# DreamChii Scan Mii (for lost pets)



## pigeonsheep (Nov 8, 2008)

the photo was a bit blurry so it wont scan thru the pc








actual image of the code (you can try it urself)









this pendant will be comin soon 
it's sterling silver









1 inch bottle cap pendant protected with professional Resin
(Can make a design on the other side of the bottle cap as well)

Lost your pet? Never fear! DreamChii is here
Purchase this for $10
Purchase with design on other side for $15
Pay only $2 that month, email me info as in a picture of your pet, last seen, location...etc
proceeds of monthly payment will go to donation that is still in the works

The person that finds your pet will use their smartphone to scan the code and bring you to the DreamChii Lost Pets page where he/she can search for your beloved furbaby and contact me to contact you 

NEVER LOSE YOUR PET AGAIN! ♥

p.s: teaser for my secret santa! (name on this pendant is someone else)


----------



## mellawson (Nov 8, 2011)

Oh WOW! That is an AWESOME idea!


----------



## pigeonsheep (Nov 8, 2008)

mellawson said:


> Oh WOW! That is an AWESOME idea!


thanks a bunch! i hope the sterling silver ones come soon


----------



## LovesMyPups (Apr 18, 2010)

*****

* [Set tasks]:
a) In the DreamChii Scan Mii thread, what is the price of the pendant with a design on the other side?
b) Sum up the DreamChii Scan Mii thread in two sentences.
c) Carry on the DreamChii Scan Mii thread from its last line.

* [Records provided]:
*****

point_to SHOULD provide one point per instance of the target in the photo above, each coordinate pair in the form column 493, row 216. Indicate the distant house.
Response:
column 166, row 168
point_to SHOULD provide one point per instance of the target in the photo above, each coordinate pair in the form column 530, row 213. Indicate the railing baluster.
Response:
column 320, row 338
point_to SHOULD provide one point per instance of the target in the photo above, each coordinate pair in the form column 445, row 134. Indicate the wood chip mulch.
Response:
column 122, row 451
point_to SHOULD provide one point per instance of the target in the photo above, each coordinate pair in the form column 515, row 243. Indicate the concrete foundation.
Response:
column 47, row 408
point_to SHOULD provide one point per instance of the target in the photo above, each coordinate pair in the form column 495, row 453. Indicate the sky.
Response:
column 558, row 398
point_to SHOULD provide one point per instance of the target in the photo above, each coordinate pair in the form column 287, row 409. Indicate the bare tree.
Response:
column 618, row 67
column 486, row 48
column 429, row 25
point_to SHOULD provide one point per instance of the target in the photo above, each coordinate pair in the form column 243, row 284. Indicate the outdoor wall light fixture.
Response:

*****

* [Response list]:
a) $15

b) A forum post offers a 1-inch bottle cap pendant protected with resin and printed with a scannable code, priced at $10 or $15 with a design on the other side, plus a $2 payment that month to send in a lost pet's picture, last-seen location and other details. Someone who finds the pet can scan the code with a smartphone to reach the DreamChii Lost Pets page and contact the seller, who then contacts the owner, and a reply calls it an awesome idea.

c)
Where do these come from..?!?


----------



## pigeonsheep (Nov 8, 2008)

LovesMyPups said:


> Where do these come from..?!?


lol what do u mean? i make them


----------



## LittleLuxie (May 7, 2011)

You make them???? GENIUS!!! If I were you I'd patent this or something, such a great idea! And you can make a lot of money with this!


----------



## lynx8456 (Feb 26, 2009)

Great Idea Sugar. I think this idea will really take off. BTW: 
 I agree about the patent.


----------



## elaina (Jul 1, 2008)

wow, what a cool idea ! i'm really behind in the times i guess. i dont have a smart phone. maybe i will have to get one


----------



## pigeonsheep (Nov 8, 2008)

hey guys im so glad u guys like itm unfortunately this has been done vut not too many companies have it. they dont use the same material as me tho.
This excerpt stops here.